Several kinds of supernovae exist that may be triggered in one of two ways, either turning off or suddenly turning on the production of energy through nuclear fusion. After the core of an aging massive star ceases to generate energy from nuclear fusion, it may undergo sudden gravitational collapse into a neutron star or black hole, releasing gravitational potential energy that heats and expels the star's outer layers. Alternatively, a white dwarf star may accumulate sufficient material from a stellar companion (usually through accretion, rarely via a merger) to raise its core temperature enough to ignite carbon fusion, at which point it undergoes runaway nuclear fusion, completely disrupting it. Stellar cores whose furnaces have permanently gone out collapse when their masses exceed the Chandrasekhar limit, while accreting white dwarfs ignite as they approach this limit (roughly 1.38 times the mass of the sun). White dwarfs are also subject to a different, much smaller type of thermonuclear explosion fueled by hydrogen on their surfaces called a nova. Solitary stars with a mass below approximately nine solar masses, such as the Sun itself, evolve into white dwarfs without ever becoming supernovae.

####

▶ [To be done]:
Answer these from the supernova passage:
(a) What kind of fusion ignites in a white dwarf's core once enough material raises its temperature?
(b) About how many solar masses is the Chandrasekhar limit?
(c) What is the smaller hydrogen-fueled explosion on a white dwarf's surface called?
The rows that come next have no connection to the supernova passage.

####

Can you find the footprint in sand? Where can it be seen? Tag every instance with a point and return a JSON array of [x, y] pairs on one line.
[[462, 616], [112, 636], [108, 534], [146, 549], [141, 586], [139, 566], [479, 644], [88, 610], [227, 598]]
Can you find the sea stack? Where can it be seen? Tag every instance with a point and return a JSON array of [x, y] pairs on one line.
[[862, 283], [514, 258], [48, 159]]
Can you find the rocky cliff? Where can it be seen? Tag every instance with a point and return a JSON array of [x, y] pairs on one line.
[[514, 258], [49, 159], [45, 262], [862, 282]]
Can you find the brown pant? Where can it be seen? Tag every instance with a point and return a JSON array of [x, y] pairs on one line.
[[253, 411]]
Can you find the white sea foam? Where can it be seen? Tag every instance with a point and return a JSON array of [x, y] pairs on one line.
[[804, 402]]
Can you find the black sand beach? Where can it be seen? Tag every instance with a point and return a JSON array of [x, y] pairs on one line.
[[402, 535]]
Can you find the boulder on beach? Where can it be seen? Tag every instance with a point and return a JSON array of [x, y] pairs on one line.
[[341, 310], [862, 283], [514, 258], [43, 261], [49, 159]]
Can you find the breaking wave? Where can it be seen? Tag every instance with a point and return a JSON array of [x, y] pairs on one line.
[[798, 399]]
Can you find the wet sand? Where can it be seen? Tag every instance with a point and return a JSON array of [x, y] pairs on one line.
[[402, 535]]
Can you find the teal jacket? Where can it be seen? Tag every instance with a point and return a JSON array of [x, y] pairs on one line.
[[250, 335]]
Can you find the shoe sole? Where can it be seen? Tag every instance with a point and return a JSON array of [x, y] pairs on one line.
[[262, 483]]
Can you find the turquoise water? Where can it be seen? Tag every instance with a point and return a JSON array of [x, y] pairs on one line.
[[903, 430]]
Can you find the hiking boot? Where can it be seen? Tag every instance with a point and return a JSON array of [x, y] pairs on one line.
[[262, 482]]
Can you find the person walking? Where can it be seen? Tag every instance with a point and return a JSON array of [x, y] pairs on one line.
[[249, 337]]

####

▶ [Right answer]:
(a) Carbon fusion.
(b) Roughly 1.38 times the mass of the sun.
(c) A nova.